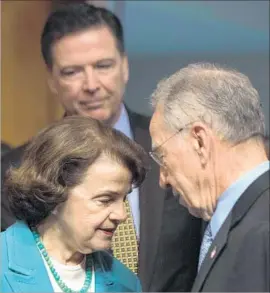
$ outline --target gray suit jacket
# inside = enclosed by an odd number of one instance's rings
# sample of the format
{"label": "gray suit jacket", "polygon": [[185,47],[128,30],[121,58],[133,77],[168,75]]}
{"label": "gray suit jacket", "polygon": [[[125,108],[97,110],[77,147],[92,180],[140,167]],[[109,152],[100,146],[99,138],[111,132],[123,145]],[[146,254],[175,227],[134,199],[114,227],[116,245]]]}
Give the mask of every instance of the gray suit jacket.
{"label": "gray suit jacket", "polygon": [[[151,150],[150,119],[128,110],[134,139]],[[2,158],[2,177],[6,169],[18,166],[25,146]],[[197,271],[201,241],[201,220],[179,205],[170,190],[159,187],[159,168],[149,159],[151,171],[140,187],[139,278],[143,291],[190,291]],[[3,179],[3,178],[2,178]],[[2,194],[2,229],[15,220]]]}
{"label": "gray suit jacket", "polygon": [[192,291],[269,292],[269,171],[242,194],[217,233]]}

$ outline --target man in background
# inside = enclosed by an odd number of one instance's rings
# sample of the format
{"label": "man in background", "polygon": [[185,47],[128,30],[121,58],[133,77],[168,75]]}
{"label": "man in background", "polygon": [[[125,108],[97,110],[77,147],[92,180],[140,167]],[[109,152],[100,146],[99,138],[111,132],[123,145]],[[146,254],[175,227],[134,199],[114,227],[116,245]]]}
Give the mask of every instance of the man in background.
{"label": "man in background", "polygon": [[[123,104],[129,68],[123,28],[115,15],[86,3],[62,7],[49,16],[41,47],[49,87],[65,115],[98,119],[151,149],[149,119]],[[2,159],[2,176],[10,165],[20,163],[24,148]],[[2,194],[3,229],[14,221],[6,201]],[[115,237],[115,256],[138,273],[143,291],[189,291],[201,221],[177,205],[170,191],[158,187],[155,164],[143,186],[128,197],[127,210],[130,230],[120,229]]]}
{"label": "man in background", "polygon": [[269,160],[258,92],[249,79],[191,64],[153,94],[160,185],[208,222],[192,291],[269,292]]}

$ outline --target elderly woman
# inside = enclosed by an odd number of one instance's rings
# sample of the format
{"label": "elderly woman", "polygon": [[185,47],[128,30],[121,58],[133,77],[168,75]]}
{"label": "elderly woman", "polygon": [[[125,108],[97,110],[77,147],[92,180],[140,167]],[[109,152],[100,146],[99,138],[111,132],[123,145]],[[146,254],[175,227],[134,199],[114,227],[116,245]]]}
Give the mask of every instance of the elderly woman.
{"label": "elderly woman", "polygon": [[145,153],[120,132],[68,117],[33,138],[5,188],[18,221],[1,233],[1,292],[140,291],[106,252]]}

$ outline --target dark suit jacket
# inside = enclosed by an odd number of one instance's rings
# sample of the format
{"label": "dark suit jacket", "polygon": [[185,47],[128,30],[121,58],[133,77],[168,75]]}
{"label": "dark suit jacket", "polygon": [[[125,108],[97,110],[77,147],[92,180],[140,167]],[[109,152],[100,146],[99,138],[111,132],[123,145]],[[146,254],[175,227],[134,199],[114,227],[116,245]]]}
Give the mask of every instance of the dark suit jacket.
{"label": "dark suit jacket", "polygon": [[269,292],[269,171],[242,194],[216,235],[192,291]]}
{"label": "dark suit jacket", "polygon": [[[149,118],[131,111],[128,114],[135,141],[150,151]],[[11,162],[19,164],[23,149],[11,151],[2,159],[2,173]],[[159,168],[149,162],[151,171],[139,192],[139,278],[143,291],[190,291],[197,272],[201,220],[180,206],[171,192],[159,188]],[[13,222],[3,195],[3,228]]]}

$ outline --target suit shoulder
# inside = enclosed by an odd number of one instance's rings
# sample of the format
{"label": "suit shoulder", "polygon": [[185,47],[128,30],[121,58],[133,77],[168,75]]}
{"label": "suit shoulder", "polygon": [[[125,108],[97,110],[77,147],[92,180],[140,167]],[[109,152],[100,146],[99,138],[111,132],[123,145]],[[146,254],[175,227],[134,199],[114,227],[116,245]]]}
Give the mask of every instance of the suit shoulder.
{"label": "suit shoulder", "polygon": [[129,117],[132,123],[136,124],[137,127],[147,129],[147,130],[149,129],[150,120],[151,120],[149,116],[145,116],[135,112],[129,112]]}

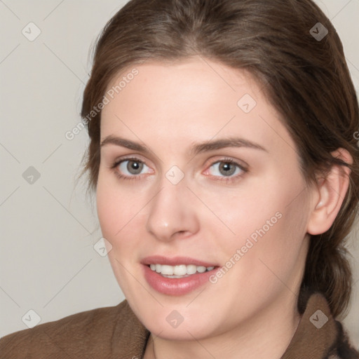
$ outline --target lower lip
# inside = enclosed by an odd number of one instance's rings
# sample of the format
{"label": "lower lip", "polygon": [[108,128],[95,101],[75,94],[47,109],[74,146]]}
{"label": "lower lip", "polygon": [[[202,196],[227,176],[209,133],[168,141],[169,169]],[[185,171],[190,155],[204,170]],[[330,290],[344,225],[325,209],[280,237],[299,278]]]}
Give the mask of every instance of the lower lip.
{"label": "lower lip", "polygon": [[196,273],[188,277],[170,278],[152,271],[149,266],[143,266],[144,278],[152,288],[164,294],[177,296],[189,293],[206,283],[208,283],[210,276],[218,269],[215,268],[204,273]]}

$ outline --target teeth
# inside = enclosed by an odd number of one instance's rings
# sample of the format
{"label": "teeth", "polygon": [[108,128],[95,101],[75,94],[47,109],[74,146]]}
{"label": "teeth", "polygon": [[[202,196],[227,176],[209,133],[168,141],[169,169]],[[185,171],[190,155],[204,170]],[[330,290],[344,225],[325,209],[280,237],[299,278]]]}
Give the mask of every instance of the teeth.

**What you are asked to do:** Please copy the part of the items that opens with the line containing "--target lower lip" and runs through the end of the items, reproducing every line unchanged.

**The answer:**
$ outline --target lower lip
# inside = enclosed by an odd number of one instance's rings
# sample of the format
{"label": "lower lip", "polygon": [[108,128],[95,101],[75,94],[47,109],[74,146]]}
{"label": "lower lip", "polygon": [[[202,196],[227,176],[209,133],[168,141],[169,169]],[[185,171],[190,155],[204,170]],[[330,290],[344,225],[325,209],[280,237],[299,278]]]}
Give the mask of every instance of the lower lip.
{"label": "lower lip", "polygon": [[196,273],[188,277],[170,278],[152,271],[149,266],[143,266],[144,278],[152,288],[164,294],[177,296],[189,293],[206,283],[208,283],[210,276],[218,269],[215,268],[204,273]]}

$ outline --target teeth
# inside = enclosed by an odd number of one instance's rings
# sample of the format
{"label": "teeth", "polygon": [[108,128],[95,101],[75,94],[47,109],[74,146]]}
{"label": "teeth", "polygon": [[[202,196],[227,176],[209,133],[168,141],[169,169]],[[185,171],[190,155],[204,170]],[[330,290],[344,225],[325,209],[280,237],[299,278]]]}
Give the mask of every instance of the teeth.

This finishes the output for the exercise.